§ **EXCERPT PROVIDED**:
== Segment start ==

MikeSFNM said:
"Major":
What makes it sad is that many of these anti-Latino comments come from the grandchildren and great-grandchildren of immigrants who suffered the same kind of abuse: hard work at low pay and long hours; living in crowded tenements and low-grade housing; discrimination in schools and workplace. Children were beaten for speaking foreign languages on the school grounds-- I kid you not!
Then they were called with epithets -- Kraut, Bohunk, Dago, Frog, Greaser, etc.
I generally agree with most of what you wrote in this article except for this. This sounds like a candidate for the smallest violin in the world. Wah! Wah! Life is so tough ... people are so prejudiced ... a colored man can't get ahead in the white man's world. None of this stuff means SQUAT ... it is ALL about what you think about yourself and how you treat others. If you get a good education, take advantage of what this country offers, be a nice, polite person and not go around with a chip on your shoulder thinking someone owes you a living, then everything will be alright.
Oh, and lest you think I am just some insensitive conservative person, I'm not. I grew up in one of those very same homes you described along with a parish full of kids just like myself. I have a good life and it doesn't particularly bother me if people might not care for my foreign background. Again, it's all about what you think about yourself.
We have to stop with this whiny talk about people being victims and hate, and "hate crimes", because some people really buy into this stuff. All this sort of mentality does is hold people back.

== Segment end ==

§ **WHAT YOU HAVE TO DO**: Decide whether each statement agrees with the forum comment, answering yes or no and quoting the deciding words: (a) the commenter grew up in one of the homes the quoted writer described; (b) the commenter is greatly bothered when people dislike their foreign background; (c) the commenter disagrees with everything in the article.

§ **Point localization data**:
== Segment start ==

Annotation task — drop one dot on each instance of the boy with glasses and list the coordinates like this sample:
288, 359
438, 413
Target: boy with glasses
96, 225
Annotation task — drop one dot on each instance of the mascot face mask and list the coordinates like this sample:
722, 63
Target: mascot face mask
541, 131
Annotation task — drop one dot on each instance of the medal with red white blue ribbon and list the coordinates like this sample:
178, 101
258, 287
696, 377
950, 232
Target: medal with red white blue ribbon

== Segment end ==

§ **YOUR SOLUTION**:
(a) Yes: "I grew up in one of those very same homes you described"
(b) No: "it doesn't particularly bother me if people might not care for my foreign background"
(c) No: "I generally agree with most of what you wrote in this article except for this."